*** Data for analysis ***

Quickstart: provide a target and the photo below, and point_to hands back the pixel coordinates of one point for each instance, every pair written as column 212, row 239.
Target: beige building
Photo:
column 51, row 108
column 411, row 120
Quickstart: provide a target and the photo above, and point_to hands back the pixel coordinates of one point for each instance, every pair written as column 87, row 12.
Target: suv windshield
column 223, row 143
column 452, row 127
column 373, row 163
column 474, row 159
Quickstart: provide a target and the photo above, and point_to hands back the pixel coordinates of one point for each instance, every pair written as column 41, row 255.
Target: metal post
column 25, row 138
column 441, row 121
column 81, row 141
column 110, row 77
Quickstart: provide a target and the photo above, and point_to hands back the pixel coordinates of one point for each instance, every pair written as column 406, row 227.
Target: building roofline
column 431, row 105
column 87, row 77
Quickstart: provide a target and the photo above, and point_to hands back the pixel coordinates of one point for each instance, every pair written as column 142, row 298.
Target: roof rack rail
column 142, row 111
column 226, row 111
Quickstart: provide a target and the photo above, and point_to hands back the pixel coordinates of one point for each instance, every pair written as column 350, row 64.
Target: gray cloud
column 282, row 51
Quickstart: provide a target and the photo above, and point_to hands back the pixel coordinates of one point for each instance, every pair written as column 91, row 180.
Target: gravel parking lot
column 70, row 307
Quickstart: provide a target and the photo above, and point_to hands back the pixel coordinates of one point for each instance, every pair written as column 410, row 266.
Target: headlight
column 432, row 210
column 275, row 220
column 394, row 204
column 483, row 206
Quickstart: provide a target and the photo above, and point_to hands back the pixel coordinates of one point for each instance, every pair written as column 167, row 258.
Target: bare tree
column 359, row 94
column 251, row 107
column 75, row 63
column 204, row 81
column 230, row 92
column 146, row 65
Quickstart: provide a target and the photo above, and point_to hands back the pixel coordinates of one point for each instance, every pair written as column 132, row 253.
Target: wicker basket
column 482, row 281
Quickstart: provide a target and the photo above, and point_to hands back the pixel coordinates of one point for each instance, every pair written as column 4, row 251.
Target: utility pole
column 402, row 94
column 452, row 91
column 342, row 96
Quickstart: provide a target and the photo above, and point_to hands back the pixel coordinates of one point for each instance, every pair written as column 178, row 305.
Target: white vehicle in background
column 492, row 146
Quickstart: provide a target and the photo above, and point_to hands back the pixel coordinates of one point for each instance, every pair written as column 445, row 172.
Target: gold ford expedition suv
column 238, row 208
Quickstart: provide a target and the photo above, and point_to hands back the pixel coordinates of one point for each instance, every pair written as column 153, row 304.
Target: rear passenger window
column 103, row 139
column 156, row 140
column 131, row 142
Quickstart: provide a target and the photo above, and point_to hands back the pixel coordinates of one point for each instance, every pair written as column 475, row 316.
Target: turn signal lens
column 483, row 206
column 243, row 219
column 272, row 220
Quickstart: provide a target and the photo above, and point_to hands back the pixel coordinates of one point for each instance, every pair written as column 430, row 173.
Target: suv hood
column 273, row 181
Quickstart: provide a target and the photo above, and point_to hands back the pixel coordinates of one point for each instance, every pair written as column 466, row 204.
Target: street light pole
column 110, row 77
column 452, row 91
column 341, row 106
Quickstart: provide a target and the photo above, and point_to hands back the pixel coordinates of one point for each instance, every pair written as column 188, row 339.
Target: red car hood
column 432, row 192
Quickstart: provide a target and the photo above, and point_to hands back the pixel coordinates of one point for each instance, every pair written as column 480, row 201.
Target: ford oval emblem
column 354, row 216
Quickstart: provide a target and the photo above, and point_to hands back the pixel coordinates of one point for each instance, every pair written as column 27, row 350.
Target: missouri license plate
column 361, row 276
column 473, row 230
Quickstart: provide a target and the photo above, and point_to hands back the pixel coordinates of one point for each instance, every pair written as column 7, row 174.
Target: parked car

***

## Required work
Set down the records above once more, exactly as given.

## Output for this task
Quickstart: provide a target and the photo below, and point_to hands back the pixel coordinates of one point for each instance, every pair written as column 212, row 239.
Target: beige building
Photo:
column 51, row 108
column 411, row 120
Quickstart: provide a target and the photo above, and point_to hands back the pixel coordinates of one point for each instance, every pair written as column 87, row 12.
Target: suv windshield
column 223, row 143
column 452, row 127
column 373, row 163
column 474, row 159
Quickstart: provide a target and the photo above, and point_to hands back the pixel coordinates of one point for each instance, every pair written as column 41, row 255.
Target: metal post
column 25, row 138
column 441, row 121
column 81, row 141
column 110, row 77
Quickstart: provide a target and the photo above, and point_to hands back the pixel coordinates of one point for each instance, every pair written as column 406, row 227.
Target: building roofline
column 431, row 105
column 87, row 77
Quickstart: provide a target and the photo above, and point_to hands back the pixel coordinates of one point for each instance, every pair written as column 142, row 298.
Target: roof rack rail
column 142, row 111
column 226, row 111
Quickstart: provide a target and the photo above, and point_to hands back the pixel coordinates of one point for each instance, every pair written as column 350, row 64.
Target: gray cloud
column 282, row 51
Quickstart: provide a target and the photo above, and point_to hands back the pixel coordinates of one point for each instance, every pair written as column 91, row 180.
Target: gravel parking lot
column 70, row 307
Quickstart: provide a target and the photo above, and point_to hands back the pixel coordinates of one point for each instance, every pair written as column 410, row 266.
Target: headlight
column 432, row 210
column 275, row 220
column 394, row 204
column 483, row 206
Quickstart: provide a target and the photo above, and point_to hands back the pixel coordinates of one point for each instance, every pair written as column 167, row 258.
Target: bare tree
column 359, row 94
column 251, row 107
column 75, row 63
column 204, row 81
column 230, row 92
column 146, row 65
Quickstart: provide a target and the photo above, and point_to hands back the pixel coordinates of one point for each instance, every pair written as column 132, row 253.
Target: wicker basket
column 482, row 281
Quickstart: provide a target and the photo above, and point_to hands back the pixel coordinates of one point for each instance, every pair written as column 4, row 251.
Target: utility pole
column 402, row 94
column 452, row 91
column 342, row 96
Quickstart: provide a target and the photo above, and point_to hands back the pixel coordinates of one point for each instance, every pair written as column 178, row 305.
Target: white vehicle in background
column 492, row 146
Quickstart: provide a target and the photo above, and point_to hands back the pixel coordinates of one point for each instance, every pair written as column 445, row 172.
Target: gold ford expedition suv
column 238, row 208
Quickstart: provide a target and the photo above, and point_to hands back the pixel coordinates of one point for each instance, every pair written as column 153, row 304.
Target: rear passenger window
column 103, row 139
column 156, row 140
column 131, row 142
Quickstart: provide a target and the photo above, and point_to hands back the pixel coordinates of one point for each instance, every pair written as column 475, row 316.
Target: turn signal lens
column 483, row 206
column 243, row 219
column 272, row 220
Quickstart: provide a target and the photo above, and point_to hands back the pixel coordinates of one point for each instance, every pair written as column 430, row 173.
Target: suv hood
column 273, row 181
Quickstart: provide a target and the photo above, and point_to hands back the pixel coordinates of one point for each instance, every pair written as column 466, row 204.
Target: street light pole
column 110, row 77
column 452, row 91
column 341, row 106
Quickstart: provide a target and the photo above, and point_to hands back the pixel coordinates of one point for each instance, every pair written as column 188, row 339.
Target: red car hood
column 432, row 192
Quickstart: provide a target and the photo above, and point_to hands back the pixel coordinates of one point for each instance, every pair written as column 480, row 201.
Target: ford oval emblem
column 354, row 216
Quickstart: provide a target and the photo above, and point_to hands back the pixel coordinates of one point for each instance, every pair written as column 27, row 350.
Target: missouri license plate
column 361, row 276
column 473, row 230
Quickstart: provide a target and the photo above, and point_to hands back the pixel coordinates of one point for each instance, every pair written as column 7, row 174.
Target: parked car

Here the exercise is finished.